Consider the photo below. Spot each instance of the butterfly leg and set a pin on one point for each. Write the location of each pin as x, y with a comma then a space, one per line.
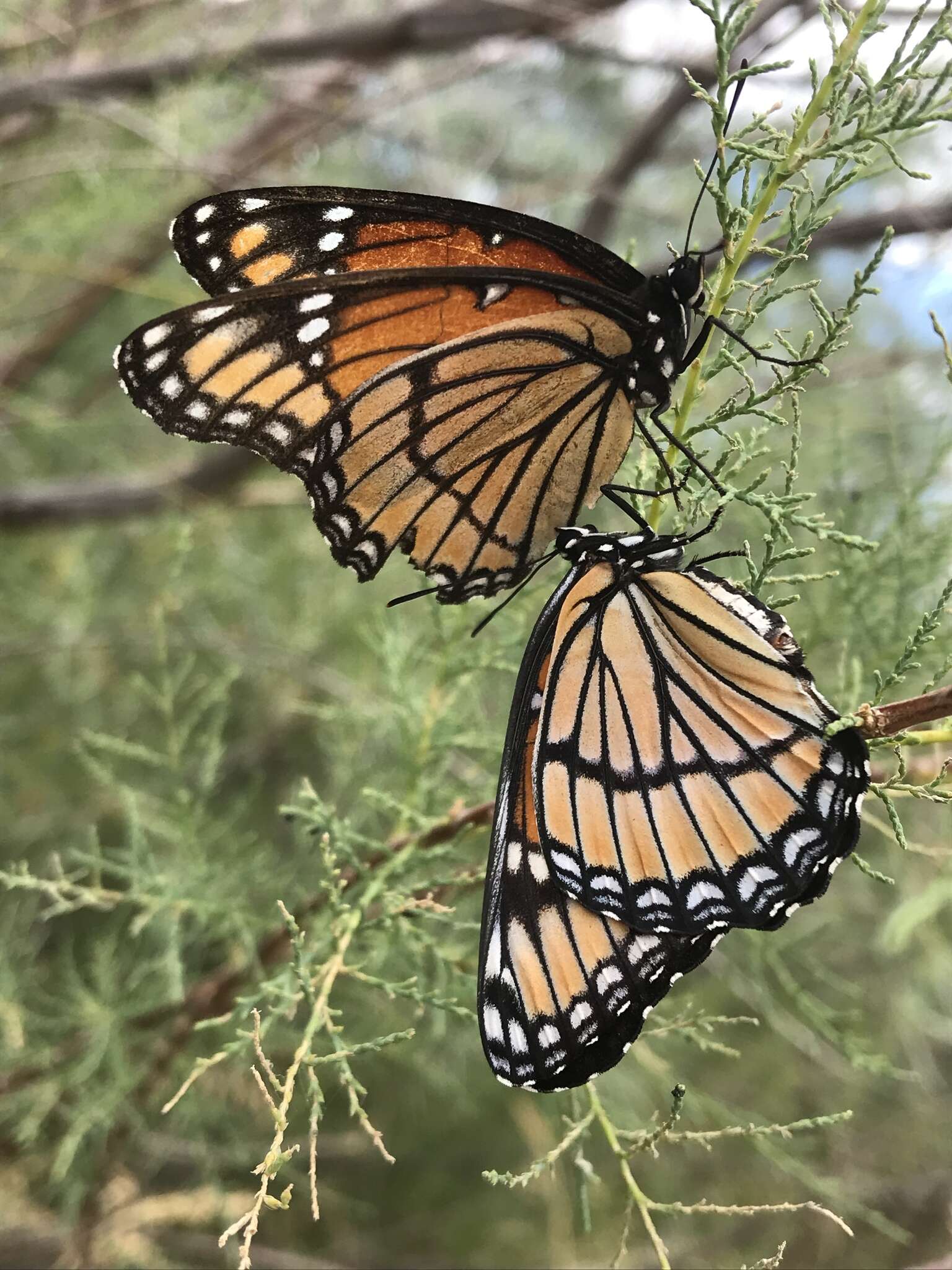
615, 492
674, 486
685, 450
756, 353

=-=-=

- **OBJECTIVE**
Rewrite the rows with "butterfly leg" switched to "butterfly antenna" and everything else kept the same, leaving out the pictures.

- **SOLUTION BELOW**
Consider the photo below. Spot each instance of the butterfly antenna and set a pin on one point for each. Write the location of each pin as x, y with a comma then a space, one per line.
615, 492
674, 486
685, 450
756, 353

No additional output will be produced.